- **REQUIRED WORK**: Any pictures in the records below should be skipped; write out everything else exactly.

- **RAW DATA**:

** start **

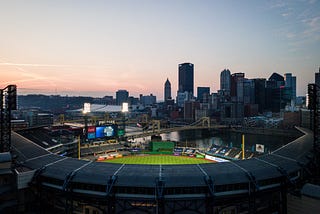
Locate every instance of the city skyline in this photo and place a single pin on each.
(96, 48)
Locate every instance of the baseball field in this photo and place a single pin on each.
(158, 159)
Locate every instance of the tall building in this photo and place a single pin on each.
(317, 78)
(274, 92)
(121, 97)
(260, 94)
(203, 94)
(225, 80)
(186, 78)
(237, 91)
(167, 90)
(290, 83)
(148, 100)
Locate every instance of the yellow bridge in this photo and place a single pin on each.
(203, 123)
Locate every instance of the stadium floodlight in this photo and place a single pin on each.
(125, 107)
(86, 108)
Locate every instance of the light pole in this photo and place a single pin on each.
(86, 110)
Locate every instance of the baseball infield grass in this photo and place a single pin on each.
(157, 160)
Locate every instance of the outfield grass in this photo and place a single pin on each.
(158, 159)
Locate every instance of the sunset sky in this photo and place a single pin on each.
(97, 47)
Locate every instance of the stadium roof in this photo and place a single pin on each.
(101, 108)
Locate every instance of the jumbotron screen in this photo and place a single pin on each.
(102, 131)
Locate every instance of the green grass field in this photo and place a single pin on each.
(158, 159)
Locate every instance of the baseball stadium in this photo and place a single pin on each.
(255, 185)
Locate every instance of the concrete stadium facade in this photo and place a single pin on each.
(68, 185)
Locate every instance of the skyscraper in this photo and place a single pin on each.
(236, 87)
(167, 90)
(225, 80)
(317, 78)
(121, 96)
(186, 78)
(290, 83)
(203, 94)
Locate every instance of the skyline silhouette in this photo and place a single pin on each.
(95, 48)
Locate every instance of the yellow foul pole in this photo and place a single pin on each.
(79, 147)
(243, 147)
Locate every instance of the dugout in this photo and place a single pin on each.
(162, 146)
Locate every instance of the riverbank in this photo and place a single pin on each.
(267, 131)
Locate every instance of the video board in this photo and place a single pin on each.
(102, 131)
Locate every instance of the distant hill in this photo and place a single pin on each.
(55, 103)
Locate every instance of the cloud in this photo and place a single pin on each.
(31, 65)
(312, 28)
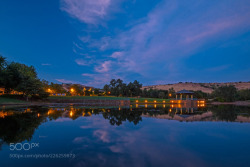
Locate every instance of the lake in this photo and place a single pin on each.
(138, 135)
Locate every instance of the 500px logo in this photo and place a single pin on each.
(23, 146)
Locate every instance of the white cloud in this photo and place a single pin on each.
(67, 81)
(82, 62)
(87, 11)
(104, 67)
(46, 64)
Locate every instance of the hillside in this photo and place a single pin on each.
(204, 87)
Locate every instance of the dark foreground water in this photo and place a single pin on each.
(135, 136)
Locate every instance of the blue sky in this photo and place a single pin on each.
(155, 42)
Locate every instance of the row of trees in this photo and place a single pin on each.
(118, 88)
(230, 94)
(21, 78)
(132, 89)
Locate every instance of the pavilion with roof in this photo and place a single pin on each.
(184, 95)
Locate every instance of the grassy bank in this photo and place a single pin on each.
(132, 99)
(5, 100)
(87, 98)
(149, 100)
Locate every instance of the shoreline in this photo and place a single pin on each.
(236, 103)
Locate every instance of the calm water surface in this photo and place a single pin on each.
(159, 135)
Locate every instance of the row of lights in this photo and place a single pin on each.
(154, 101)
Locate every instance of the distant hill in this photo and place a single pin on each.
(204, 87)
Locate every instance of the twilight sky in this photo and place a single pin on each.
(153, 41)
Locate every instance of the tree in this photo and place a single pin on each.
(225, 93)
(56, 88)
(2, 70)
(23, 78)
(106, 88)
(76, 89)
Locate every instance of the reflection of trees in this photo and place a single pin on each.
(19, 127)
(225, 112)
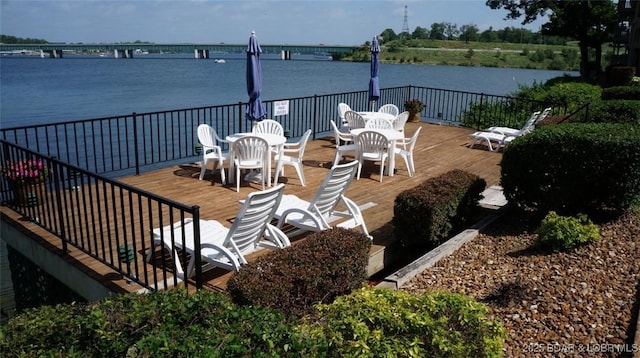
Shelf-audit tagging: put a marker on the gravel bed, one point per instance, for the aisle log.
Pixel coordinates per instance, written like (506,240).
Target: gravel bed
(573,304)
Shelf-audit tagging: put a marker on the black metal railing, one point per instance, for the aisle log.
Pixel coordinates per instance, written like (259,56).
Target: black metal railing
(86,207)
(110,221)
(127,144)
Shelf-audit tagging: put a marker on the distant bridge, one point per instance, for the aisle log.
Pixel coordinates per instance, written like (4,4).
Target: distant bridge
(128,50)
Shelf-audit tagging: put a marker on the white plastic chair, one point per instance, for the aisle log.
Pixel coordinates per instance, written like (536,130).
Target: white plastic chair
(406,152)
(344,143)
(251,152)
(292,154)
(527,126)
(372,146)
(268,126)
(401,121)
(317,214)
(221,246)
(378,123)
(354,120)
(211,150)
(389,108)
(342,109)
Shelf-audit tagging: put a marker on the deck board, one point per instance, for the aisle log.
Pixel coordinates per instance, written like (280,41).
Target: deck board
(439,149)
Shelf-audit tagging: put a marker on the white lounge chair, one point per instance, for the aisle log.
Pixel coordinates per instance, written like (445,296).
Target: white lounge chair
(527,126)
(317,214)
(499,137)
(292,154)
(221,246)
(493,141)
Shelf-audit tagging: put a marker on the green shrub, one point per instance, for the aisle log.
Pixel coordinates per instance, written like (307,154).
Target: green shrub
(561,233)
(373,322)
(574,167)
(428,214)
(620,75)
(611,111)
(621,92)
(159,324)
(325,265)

** end **

- **WRITTEN RESPONSE**:
Locate every instance of the city skyline in this photo and place a single pin on each.
(96, 48)
Locate every instance of the baseball field in this photo and place a single pin on each.
(158, 159)
Locate every instance of the tall building in this photo and place a single pin on each.
(317, 78)
(274, 92)
(121, 97)
(260, 94)
(203, 94)
(225, 80)
(186, 78)
(237, 91)
(167, 90)
(290, 83)
(148, 100)
Locate every instance of the yellow bridge in this photo and place a single pin on each.
(203, 123)
Locate every instance of the stadium floodlight in this photo and place a single pin on each.
(125, 107)
(86, 108)
Locate every instance of the light pole in this photo and place a single pin on each.
(86, 110)
Locate every instance of the baseball infield grass in this photo and place a single pin on each.
(157, 160)
Locate every instance of the outfield grass in this photo and place a single pin on each.
(158, 159)
Locate every instance of the sunset sky in this photo and place a single pin on each.
(97, 47)
Locate every instance of the stadium roof in this photo and place a single pin on each.
(101, 108)
Locate every instance of the jumbotron screen in this photo and place a single pin on each.
(102, 131)
Locate every instance of the green grass field in this photo and place a single pin on each.
(158, 159)
Locate every instance of the baseball stadium in this photo and place a single pin on each.
(255, 185)
Locate every instance of the concrete stadium facade in this photo and place a single pin on each.
(68, 185)
Locate every instance of the skyscraper in this photo and place a single pin on each.
(236, 87)
(167, 90)
(225, 80)
(317, 78)
(121, 96)
(186, 78)
(290, 83)
(203, 94)
Locate every instance of the skyline silhouette in this photo and place a single pin on each.
(95, 48)
Locate every instance of the yellow foul pole in this photo and place a single pin on each.
(79, 147)
(243, 147)
Locate every instance of the dugout in this photo and place a single pin on each.
(162, 146)
Locate every instance of the riverbank in this photo and place a single pin on each.
(267, 131)
Locate every instance of the video board in this photo and place a single pin on each.
(102, 131)
Locate every instance of the distant hill in this photo and place a single pin on each.
(55, 103)
Locate every instance of the cloud in this photo and place a single pin on each.
(31, 65)
(312, 28)
Locate every instance of the lake in this photo and place a single pin on each.
(138, 135)
Locate every instance of the 500px logo in this photo and place a single pin on each.
(23, 146)
Locate every instance of the white cloud in this photo and place a single pin on each.
(67, 81)
(82, 62)
(87, 11)
(104, 67)
(46, 64)
Locate every instance of the hillside in this photo and place a single pin on each.
(204, 87)
Locate every instance of the dark foreground water in this photo and place a single pin on each.
(135, 136)
Locate every instance of the blue sky in this photo and place a single pin on each.
(155, 42)
Locate every instance of the row of trees in this photo and place a single pin on each.
(118, 88)
(230, 94)
(21, 78)
(132, 89)
Locate every instance of the pavilion with roof in this photo and place a single pin on each.
(184, 95)
Locate every instance of the grassy bank in this photo and place a single pin on each.
(132, 99)
(5, 100)
(87, 98)
(149, 100)
Locate every instance of the shoreline in this photo and place a single pin on each.
(236, 103)
Locate every instance of the calm water surface in this photo and place a single pin on each.
(159, 135)
Locate every instance of the row of lights in this photo and place a single pin on each.
(154, 101)
Locate every instance of the distant hill in this photo and place a single pin on each.
(204, 87)
Locate every instance of the twilight sky in this photo and place a single pin on each.
(153, 41)
Locate every instance of the tree in this photo and place a single pin on each.
(225, 93)
(56, 88)
(2, 70)
(23, 78)
(106, 88)
(76, 89)
Locate every instance of the reflection of trees in this photo and place a single pin on each.
(19, 127)
(225, 112)
Shelf-audit tagging: put a marker on the gravel bed, one point per instance, for the aisle log.
Pixel coordinates per instance, written like (506,240).
Target: gravel bed
(573,304)
Shelf-audit tagging: put a marker on the black metal railing, one point per instance, for the aisle log.
Pixel coordinates per instance, written like (259,56).
Target: black metal railing
(86,207)
(110,221)
(127,144)
Shelf-audit tagging: put a marker on the distant bridge, one point per instance, for the aisle log.
Pixel coordinates per instance, written like (4,4).
Target: distant bridge
(128,50)
Shelf-audit tagging: put a marker on the white plastic chair, one point per instance, for the aisle log.
Pixel coordinates per instance, written like (536,130).
Target: white plastic chair
(406,152)
(344,143)
(251,152)
(292,154)
(527,126)
(372,146)
(268,126)
(401,121)
(317,214)
(221,246)
(378,123)
(354,120)
(211,150)
(389,108)
(342,109)
Shelf-audit tagging: put a marker on the deck board, one point per instance, for the aisle log.
Pixel coordinates per instance, written like (280,41).
Target: deck board
(439,149)
Shelf-audit tagging: put a marker on the white lounge chair, one point per instance, for the aisle log.
Pixel coordinates per instance, written like (445,296).
Target: white lounge chair
(527,126)
(317,214)
(499,137)
(292,154)
(221,246)
(493,141)
Shelf-audit tagging: put a marker on the green shrub, one point per instance, for the aisle log.
Pixel coordinates per instance, written like (307,154).
Target: green shrub
(561,233)
(373,322)
(574,167)
(428,214)
(620,75)
(611,111)
(621,92)
(159,324)
(325,265)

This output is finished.